» DATASET RECORDS:
___

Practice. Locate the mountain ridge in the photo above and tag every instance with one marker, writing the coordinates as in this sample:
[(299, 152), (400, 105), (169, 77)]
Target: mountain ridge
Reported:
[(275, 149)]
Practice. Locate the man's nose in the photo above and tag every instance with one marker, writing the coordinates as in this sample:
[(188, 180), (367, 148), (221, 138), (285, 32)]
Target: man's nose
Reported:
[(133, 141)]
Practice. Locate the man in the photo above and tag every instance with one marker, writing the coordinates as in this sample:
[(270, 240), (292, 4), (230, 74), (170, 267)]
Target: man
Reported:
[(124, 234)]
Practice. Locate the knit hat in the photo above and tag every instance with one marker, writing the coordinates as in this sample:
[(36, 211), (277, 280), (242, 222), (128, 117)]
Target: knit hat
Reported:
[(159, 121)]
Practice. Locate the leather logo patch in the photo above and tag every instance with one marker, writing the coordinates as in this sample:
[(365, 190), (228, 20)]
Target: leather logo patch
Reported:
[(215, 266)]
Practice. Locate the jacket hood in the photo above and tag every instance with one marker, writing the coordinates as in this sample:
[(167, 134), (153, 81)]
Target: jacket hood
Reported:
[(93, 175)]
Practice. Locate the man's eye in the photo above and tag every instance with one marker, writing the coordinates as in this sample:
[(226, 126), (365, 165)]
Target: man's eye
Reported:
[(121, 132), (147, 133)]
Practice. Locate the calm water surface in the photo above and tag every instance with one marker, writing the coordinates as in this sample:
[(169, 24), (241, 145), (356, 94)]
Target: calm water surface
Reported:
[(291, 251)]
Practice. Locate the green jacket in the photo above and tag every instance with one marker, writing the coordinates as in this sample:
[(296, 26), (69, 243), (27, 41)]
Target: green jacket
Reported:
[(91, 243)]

___

» REQUEST:
Express every line of the records above as a JSON array of strings, one string per line, omitting blank lines.

» RESPONSE TO THIS TASK:
[
  "Practice. Locate the mountain ridge in the photo above and tag every instance with one marker, writing the coordinates as in this sample:",
  "[(299, 152), (400, 105), (169, 77)]",
  "Target: mountain ridge",
  "Reported:",
  "[(275, 149)]",
  "Practice. Locate the man's nose in the photo above and tag every instance with one marker, writing the coordinates as in this sample:",
  "[(188, 180), (367, 148), (221, 138), (285, 32)]",
  "Target: man's nose",
  "Reported:",
  "[(133, 141)]",
  "Practice. Locate the man in the photo above and tag every instance with one marker, writing the coordinates as in this sample:",
  "[(270, 240), (292, 4), (230, 74), (170, 267)]",
  "Target: man",
  "Reported:",
  "[(124, 234)]",
  "Practice. Locate the knit hat in the photo above and tag every instance with one marker, writing the coordinates as in this sample:",
  "[(36, 211), (277, 280), (242, 222), (128, 117)]",
  "Target: knit hat",
  "Reported:",
  "[(159, 121)]",
  "Practice. Locate the leather logo patch in the photo above and tag every instance with one marker, writing the coordinates as in this sample:",
  "[(365, 190), (228, 20)]",
  "Target: leather logo patch",
  "Reported:",
  "[(215, 266)]",
  "Practice. Locate the jacket hood in the photo above and tag every instance with one marker, writing the coordinates as in this sample:",
  "[(167, 134), (153, 81)]",
  "Target: jacket hood",
  "Reported:",
  "[(93, 175)]",
  "Practice. Locate the man's eye in the photo above and tag every instance with one marker, writing the coordinates as in this sample:",
  "[(226, 126), (365, 165)]",
  "Target: man's eye",
  "Reported:",
  "[(121, 132), (147, 133)]",
  "Practice. Locate the calm water surface in the photo above and tag every instance with one marker, writing the coordinates as in this sample:",
  "[(169, 24), (241, 145), (356, 94)]",
  "Target: calm water surface",
  "Reported:",
  "[(291, 251)]",
  "Practice. Locate the green jacket in the photo above and tag every instance with one marker, writing the coordinates as in this sample:",
  "[(296, 26), (69, 243), (27, 41)]",
  "Target: green jacket",
  "Reported:",
  "[(91, 243)]"
]